== Travail demandé ==
Renvoie toutes les lignes des entrées qui contiennent la chaîne « mound ». La casse compte.

== Entrées de données ==
####

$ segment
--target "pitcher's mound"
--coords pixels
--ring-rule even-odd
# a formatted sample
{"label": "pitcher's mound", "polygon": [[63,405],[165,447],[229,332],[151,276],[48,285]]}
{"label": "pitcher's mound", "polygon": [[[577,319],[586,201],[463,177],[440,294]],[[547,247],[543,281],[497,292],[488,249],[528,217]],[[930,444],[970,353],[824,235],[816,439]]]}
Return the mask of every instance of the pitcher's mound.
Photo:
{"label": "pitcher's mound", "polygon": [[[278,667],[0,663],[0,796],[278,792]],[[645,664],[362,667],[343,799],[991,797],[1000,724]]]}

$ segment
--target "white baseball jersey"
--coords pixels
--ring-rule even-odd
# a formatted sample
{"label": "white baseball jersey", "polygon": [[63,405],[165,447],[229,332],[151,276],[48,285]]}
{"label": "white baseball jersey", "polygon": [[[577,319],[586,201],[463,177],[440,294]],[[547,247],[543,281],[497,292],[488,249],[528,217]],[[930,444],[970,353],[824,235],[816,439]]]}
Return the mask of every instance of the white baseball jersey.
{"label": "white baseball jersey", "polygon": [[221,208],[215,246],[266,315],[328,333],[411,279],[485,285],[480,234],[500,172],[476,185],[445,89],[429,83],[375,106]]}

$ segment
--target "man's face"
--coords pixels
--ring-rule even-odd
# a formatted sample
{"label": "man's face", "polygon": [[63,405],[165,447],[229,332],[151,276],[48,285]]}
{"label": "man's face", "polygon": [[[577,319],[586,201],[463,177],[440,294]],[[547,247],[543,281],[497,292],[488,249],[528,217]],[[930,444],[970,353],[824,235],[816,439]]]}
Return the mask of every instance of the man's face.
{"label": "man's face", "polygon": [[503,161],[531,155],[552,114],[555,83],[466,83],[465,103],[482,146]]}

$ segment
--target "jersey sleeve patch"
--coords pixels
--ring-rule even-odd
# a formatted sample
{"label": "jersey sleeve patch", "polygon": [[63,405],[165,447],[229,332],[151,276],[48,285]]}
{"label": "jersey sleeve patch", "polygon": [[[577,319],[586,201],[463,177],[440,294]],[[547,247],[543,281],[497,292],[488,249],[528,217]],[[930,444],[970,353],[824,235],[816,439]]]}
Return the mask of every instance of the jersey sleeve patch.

####

== Solution complète ==
--target "pitcher's mound"
{"label": "pitcher's mound", "polygon": [[63,405],[165,447],[229,332],[151,276],[48,285]]}
{"label": "pitcher's mound", "polygon": [[[577,319],[586,201],[463,177],[440,294]],[[547,247],[543,281],[497,292],[488,249],[528,217]],[[930,444],[970,353],[824,235],[816,439]]]}
Return the mask of every instance of the pitcher's mound.
{"label": "pitcher's mound", "polygon": [[[278,667],[0,663],[0,796],[278,792]],[[645,664],[362,667],[343,799],[991,797],[1000,724]]]}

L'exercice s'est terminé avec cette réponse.